# DIRECTIONS FOR THIS TASK:
Since only part of the material below is wanted, output exactly the lines from the one with "form [552, 172]." up to and including the one with "form [542, 0].".

# AVAILABLE DATA:
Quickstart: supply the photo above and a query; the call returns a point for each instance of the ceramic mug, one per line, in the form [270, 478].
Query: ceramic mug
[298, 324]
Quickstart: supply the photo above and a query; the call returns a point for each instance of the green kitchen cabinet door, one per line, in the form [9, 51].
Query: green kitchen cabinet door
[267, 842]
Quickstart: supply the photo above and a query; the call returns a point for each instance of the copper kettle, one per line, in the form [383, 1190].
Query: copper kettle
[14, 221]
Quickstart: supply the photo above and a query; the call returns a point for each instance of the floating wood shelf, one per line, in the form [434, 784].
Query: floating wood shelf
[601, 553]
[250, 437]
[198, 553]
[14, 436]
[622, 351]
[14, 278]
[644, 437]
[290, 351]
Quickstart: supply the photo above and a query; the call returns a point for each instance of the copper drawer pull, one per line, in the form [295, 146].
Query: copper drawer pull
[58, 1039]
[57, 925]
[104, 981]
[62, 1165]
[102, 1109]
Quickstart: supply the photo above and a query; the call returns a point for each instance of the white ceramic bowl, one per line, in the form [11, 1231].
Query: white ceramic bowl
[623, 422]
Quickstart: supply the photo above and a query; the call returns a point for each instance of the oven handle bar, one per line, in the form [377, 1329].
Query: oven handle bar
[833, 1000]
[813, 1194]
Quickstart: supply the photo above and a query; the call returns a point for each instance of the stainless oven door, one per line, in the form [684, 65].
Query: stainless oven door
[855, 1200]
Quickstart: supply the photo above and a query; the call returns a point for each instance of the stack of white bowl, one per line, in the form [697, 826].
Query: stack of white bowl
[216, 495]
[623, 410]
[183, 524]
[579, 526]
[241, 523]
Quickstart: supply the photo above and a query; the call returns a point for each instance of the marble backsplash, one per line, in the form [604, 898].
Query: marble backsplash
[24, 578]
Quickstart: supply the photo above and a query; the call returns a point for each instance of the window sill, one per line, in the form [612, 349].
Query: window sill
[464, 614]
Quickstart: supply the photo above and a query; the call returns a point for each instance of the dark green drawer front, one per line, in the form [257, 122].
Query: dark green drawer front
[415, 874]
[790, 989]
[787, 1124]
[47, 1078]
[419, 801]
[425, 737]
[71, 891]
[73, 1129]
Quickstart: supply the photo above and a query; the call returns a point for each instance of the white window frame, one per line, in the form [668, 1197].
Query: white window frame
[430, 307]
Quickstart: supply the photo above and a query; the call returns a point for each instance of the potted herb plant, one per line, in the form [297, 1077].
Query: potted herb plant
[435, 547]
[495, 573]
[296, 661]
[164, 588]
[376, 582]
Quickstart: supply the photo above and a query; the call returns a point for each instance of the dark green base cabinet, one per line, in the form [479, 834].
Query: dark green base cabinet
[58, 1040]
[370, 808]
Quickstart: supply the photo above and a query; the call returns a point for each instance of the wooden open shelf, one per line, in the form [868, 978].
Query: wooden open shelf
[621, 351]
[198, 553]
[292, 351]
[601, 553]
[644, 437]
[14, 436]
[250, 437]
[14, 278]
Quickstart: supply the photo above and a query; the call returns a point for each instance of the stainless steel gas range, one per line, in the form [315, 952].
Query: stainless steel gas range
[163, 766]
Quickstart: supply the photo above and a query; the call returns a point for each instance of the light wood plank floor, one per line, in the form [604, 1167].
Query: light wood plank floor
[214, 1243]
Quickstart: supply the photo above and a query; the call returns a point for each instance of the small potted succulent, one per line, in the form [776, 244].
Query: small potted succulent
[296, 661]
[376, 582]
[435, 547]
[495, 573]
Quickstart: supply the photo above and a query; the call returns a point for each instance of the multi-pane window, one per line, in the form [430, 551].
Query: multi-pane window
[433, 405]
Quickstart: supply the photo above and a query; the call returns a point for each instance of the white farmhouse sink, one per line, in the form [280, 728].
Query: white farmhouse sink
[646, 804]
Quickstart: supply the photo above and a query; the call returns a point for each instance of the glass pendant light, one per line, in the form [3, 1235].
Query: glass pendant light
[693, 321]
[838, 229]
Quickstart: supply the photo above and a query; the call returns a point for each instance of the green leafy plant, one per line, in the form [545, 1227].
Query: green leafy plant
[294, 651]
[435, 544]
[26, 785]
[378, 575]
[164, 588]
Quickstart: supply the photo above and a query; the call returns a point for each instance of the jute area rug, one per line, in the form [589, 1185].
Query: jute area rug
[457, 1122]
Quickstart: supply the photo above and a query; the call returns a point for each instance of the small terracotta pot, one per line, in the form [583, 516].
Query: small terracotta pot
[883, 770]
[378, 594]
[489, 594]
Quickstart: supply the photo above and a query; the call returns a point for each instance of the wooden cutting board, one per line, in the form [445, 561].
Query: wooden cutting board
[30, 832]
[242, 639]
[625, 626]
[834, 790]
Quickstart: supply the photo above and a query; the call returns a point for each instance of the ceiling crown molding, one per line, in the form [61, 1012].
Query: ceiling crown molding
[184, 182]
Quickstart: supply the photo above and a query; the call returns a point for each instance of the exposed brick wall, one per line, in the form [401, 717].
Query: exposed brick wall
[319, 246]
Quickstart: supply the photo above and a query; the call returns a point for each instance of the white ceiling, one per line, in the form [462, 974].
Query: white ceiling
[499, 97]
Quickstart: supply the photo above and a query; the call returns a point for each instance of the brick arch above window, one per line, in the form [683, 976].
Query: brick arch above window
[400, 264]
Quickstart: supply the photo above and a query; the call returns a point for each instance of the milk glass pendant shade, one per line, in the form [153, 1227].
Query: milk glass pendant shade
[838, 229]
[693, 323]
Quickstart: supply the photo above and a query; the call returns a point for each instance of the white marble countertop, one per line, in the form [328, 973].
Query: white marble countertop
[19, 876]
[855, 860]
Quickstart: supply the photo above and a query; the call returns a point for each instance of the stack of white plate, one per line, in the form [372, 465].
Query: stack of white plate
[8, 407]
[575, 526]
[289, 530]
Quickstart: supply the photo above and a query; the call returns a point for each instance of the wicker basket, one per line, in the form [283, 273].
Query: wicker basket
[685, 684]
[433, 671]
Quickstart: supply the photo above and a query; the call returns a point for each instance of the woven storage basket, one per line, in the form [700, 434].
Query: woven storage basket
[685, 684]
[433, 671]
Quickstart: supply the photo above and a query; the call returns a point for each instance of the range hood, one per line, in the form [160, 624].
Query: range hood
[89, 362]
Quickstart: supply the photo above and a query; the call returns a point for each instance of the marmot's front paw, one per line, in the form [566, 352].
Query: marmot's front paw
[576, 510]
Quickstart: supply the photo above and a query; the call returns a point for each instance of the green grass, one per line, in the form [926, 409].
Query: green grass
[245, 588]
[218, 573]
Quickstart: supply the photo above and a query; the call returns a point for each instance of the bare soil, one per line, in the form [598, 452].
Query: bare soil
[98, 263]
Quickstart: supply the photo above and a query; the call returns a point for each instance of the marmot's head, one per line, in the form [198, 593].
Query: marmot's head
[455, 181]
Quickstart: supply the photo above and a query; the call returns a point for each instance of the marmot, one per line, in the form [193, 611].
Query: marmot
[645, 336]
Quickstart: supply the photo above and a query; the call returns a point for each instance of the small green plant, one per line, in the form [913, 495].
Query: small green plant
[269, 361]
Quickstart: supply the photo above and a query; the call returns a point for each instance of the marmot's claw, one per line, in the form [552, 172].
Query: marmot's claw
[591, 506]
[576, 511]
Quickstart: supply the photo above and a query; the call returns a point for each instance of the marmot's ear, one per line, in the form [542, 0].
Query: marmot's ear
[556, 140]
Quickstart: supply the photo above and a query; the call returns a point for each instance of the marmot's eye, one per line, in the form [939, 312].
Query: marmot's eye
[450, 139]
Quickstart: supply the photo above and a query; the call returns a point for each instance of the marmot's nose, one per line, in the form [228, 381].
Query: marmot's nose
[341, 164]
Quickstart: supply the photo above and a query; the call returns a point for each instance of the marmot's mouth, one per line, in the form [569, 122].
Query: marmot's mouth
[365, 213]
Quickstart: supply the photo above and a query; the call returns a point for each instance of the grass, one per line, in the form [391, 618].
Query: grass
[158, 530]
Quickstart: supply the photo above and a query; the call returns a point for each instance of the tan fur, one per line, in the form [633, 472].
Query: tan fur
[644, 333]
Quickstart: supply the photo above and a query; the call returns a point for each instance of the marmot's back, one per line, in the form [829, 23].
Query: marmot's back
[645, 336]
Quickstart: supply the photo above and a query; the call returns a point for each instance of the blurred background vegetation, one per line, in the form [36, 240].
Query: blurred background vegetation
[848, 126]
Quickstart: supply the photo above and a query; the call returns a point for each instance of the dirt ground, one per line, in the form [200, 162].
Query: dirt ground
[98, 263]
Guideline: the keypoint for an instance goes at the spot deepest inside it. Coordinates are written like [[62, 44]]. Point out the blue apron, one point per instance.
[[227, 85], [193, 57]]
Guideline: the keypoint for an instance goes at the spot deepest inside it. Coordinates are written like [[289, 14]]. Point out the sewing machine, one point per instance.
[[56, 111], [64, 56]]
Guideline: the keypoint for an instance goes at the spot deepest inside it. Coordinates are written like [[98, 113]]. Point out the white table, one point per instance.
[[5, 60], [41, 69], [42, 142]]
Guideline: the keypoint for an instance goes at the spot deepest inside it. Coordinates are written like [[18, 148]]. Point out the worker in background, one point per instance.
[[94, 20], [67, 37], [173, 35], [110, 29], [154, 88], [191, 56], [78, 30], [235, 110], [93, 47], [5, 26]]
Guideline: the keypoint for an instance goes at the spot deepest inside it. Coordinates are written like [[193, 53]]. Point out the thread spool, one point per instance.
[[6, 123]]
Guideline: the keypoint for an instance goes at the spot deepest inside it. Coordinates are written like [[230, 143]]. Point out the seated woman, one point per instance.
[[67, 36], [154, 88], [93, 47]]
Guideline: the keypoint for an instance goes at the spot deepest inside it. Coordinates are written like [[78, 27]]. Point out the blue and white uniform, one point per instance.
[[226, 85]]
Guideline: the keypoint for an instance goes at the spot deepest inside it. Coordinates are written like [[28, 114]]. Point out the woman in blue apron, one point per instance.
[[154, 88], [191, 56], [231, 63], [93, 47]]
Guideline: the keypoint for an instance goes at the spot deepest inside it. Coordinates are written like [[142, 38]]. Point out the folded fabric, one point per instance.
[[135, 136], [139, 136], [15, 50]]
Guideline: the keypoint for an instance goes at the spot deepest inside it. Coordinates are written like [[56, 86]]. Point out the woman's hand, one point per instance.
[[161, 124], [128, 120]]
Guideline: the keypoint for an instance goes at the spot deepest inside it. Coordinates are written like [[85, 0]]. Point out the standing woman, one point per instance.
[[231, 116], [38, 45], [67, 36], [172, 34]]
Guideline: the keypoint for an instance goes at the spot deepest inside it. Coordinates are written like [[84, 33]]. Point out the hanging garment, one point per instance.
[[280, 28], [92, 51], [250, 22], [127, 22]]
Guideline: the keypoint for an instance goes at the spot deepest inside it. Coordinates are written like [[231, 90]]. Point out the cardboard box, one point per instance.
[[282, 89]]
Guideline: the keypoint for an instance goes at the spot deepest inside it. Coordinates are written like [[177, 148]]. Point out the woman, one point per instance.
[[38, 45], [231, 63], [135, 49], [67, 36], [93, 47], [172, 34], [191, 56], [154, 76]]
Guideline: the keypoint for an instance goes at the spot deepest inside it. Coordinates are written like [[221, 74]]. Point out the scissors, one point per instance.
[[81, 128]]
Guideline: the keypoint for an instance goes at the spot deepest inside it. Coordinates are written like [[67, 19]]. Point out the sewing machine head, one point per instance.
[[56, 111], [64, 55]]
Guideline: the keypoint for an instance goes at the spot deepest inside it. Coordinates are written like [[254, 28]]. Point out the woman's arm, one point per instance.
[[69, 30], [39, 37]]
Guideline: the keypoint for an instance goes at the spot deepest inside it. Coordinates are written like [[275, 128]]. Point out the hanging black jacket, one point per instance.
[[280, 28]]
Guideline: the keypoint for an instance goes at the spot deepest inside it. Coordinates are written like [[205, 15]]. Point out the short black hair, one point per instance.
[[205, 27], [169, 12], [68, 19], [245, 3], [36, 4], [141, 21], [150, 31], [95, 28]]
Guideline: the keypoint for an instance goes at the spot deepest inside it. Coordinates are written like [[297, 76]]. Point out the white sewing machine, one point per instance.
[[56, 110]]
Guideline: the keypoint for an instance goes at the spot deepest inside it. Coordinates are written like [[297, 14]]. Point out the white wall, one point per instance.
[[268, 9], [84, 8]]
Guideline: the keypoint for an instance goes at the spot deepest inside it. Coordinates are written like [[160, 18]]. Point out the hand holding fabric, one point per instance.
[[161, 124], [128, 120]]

# RESULT:
Quickstart: supply the photo above and a query; the call returns a point for each instance of the marmot's claw, one per line, in the form [552, 172].
Query: marmot's claw
[591, 506]
[576, 511]
Quickstart: supply the photo above and a query; the call returns a point for each instance of the marmot's ear, one per line, in the form [542, 0].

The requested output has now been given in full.